EXERCISE INSTRUCTIONS
Without skipping anything, write out each record below exactly.

— BEGIN —

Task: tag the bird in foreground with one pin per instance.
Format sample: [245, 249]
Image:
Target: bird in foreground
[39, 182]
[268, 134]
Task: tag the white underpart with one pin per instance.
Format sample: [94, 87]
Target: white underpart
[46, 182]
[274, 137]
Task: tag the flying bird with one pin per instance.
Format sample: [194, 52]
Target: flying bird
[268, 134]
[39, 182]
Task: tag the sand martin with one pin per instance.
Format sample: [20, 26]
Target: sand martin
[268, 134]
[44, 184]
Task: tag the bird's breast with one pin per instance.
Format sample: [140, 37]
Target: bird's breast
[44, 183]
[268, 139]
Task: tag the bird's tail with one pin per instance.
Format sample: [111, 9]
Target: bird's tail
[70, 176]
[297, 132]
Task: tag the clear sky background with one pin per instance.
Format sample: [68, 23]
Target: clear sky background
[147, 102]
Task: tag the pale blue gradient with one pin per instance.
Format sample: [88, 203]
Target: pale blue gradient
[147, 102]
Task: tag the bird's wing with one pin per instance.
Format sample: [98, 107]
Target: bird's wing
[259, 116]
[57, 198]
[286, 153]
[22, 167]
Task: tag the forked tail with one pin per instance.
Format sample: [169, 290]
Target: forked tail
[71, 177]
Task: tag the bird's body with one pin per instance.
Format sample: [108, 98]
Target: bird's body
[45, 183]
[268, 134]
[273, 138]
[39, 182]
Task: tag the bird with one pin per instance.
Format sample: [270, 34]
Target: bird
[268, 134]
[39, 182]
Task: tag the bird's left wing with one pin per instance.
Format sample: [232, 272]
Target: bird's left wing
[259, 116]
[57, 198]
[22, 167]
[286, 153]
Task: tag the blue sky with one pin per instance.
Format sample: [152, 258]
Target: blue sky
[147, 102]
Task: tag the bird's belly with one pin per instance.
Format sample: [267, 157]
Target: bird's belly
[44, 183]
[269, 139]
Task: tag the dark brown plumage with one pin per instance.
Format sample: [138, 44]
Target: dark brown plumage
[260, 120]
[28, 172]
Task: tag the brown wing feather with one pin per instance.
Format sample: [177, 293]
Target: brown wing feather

— END —

TASK RESULT
Task: tag the bird in foreground with one pin per instance.
Format sample: [245, 249]
Image:
Target: bird in foreground
[39, 182]
[268, 134]
Task: tag the white underpart with one pin per instance.
Format sample: [94, 87]
Target: white underpart
[46, 182]
[274, 137]
Task: tag the flying bird with one pin per instance.
Format sample: [194, 52]
Target: flying bird
[268, 134]
[39, 182]
Task: tag the sand martin with one pin per instance.
Format sample: [20, 26]
Target: sand martin
[268, 134]
[44, 184]
Task: tag the bird's breast with one pin per instance.
Format sample: [140, 37]
Target: bird's breast
[44, 183]
[268, 139]
Task: tag the bird's tail with one pin per instance.
Format sample: [111, 9]
Target: bird's tail
[70, 176]
[297, 132]
Task: tag the clear sky background with one pin per instance.
Format sample: [68, 23]
Target: clear sky background
[147, 102]
Task: tag the pale blue gradient with one pin per instance.
Format sample: [88, 203]
Target: pale blue gradient
[147, 102]
Task: tag the bird's wing with one pin per instance.
Format sample: [98, 107]
Target: bird's wing
[259, 116]
[57, 198]
[286, 153]
[22, 167]
Task: tag the forked tail with one pin per instance.
Format sample: [169, 290]
Target: forked tail
[71, 177]
Task: tag the bird's body with one pin per instance.
Format sample: [108, 98]
Target: bird's body
[45, 183]
[268, 134]
[273, 138]
[39, 182]
Task: tag the bird with one pin per instance.
Format sample: [270, 34]
Target: bird
[268, 134]
[39, 182]
Task: tag the bird's left wing with one pin per instance.
Format sample: [232, 272]
Target: bird's left wing
[259, 116]
[57, 198]
[22, 167]
[286, 153]
Task: tag the blue sky with one pin per instance.
Format sample: [152, 258]
Target: blue sky
[147, 102]
Task: tag the bird's belly with one pin per instance.
Format sample: [267, 157]
Target: bird's belly
[44, 183]
[269, 139]
Task: tag the dark brown plumage with one pin per instance.
Format sample: [138, 44]
Target: dark brown plumage
[260, 120]
[28, 172]
Task: tag the brown wing feather with one pin per instance.
Format sample: [177, 293]
Target: brown wing feather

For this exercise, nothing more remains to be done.